» **Trecho do documento**

Os danos causados a uma criança entregue ao casamento são inúmeros. Os governos dos países adotantes deste costume, por si sós, não se costumam de desvencilhar dos impasses. Abordando o assunto, comentamos alguns casos famosos.

RESUMO: O mundo se compõe de diversas culturas, proporcionando diferentes modos de observar uma mesma situação. O direito das gentes, mesmo que uno, possui uma aplicabilidade diversificada em decorrência do atrito ocasionado pelas culturas. Usos e costumes serão fatores determinantes para manter uma prática repudiada pela maioria da população mundial? Os danos causados a uma criança entregue ao casamento Infantil são inúmeros e o país adotante deste costume, por si só, não se desvencilha desta prática. O Direito Internacional Público possui instrumentos que podem de forma eficaz proporcionar a proteção dessas crianças. Por meio do Protesto, por exemplo, pode-se rejeitar um costume como norma jurídica, iniciando um processo de abstração de um costume no seio de um povo.

Palavras-chave; Casamento Infantil, Direito Internacional Público, Costumes, Protesto, Norma Jurídica Costumeira.

SUMÁRIO:Introdução .Desenvolvimento.Conclusão.Bibliografia.


Introdução         

Um dos erros no que se trata de providências para combater a prática do casamento infantil está no fato das medidas não serem tomadas em relação à saúde, educação e garantias de direitos fundamentais a essas crianças. Estes fatores devem estar presentes na vida não só das crianças, mas de toda a população. Sua melhoria não deve estar condicionada ao objetivo de diminuir os casamentos infantis. Uma vez sendo ações indiretas, perde-se a eficácia, pois o processo torna-se mais lento.

Ainda de acordo com a pesquisa divulgada pela UNICEF, dentre os fatores que colaboram para o casamento infantil estão a extrema pobreza e o fato de ser uma prática culturalmente aceita.

» **Segmento de dados**
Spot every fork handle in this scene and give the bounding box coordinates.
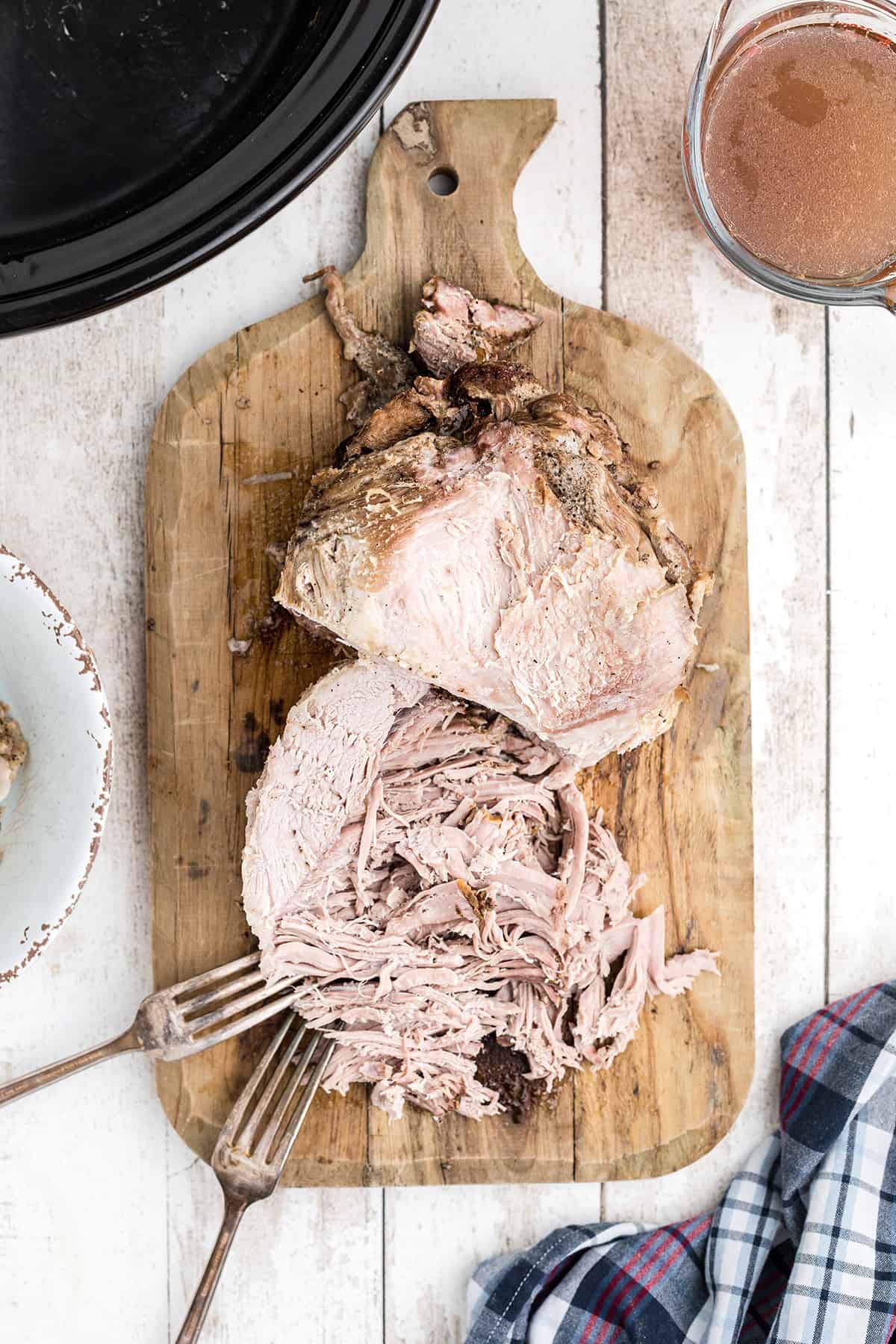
[0,1027,143,1106]
[177,1195,249,1344]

» **Tarefa proposta**
Responda com base no trecho sobre casamento infantil:
(a) Segundo o resumo, que instrumento do Direito Internacional Público permite rejeitar um costume como norma jurídica?
(b) De acordo com a pesquisa divulgada pela UNICEF, quais fatores colaboram para o casamento infantil?
(c) Na introdução, por que as ações indiretas perdem a eficácia?

» **Resposta**
(a) O Protesto.
(b) A extrema pobreza e o fato de ser uma prática culturalmente aceita.
(c) Porque o processo se torna mais lento.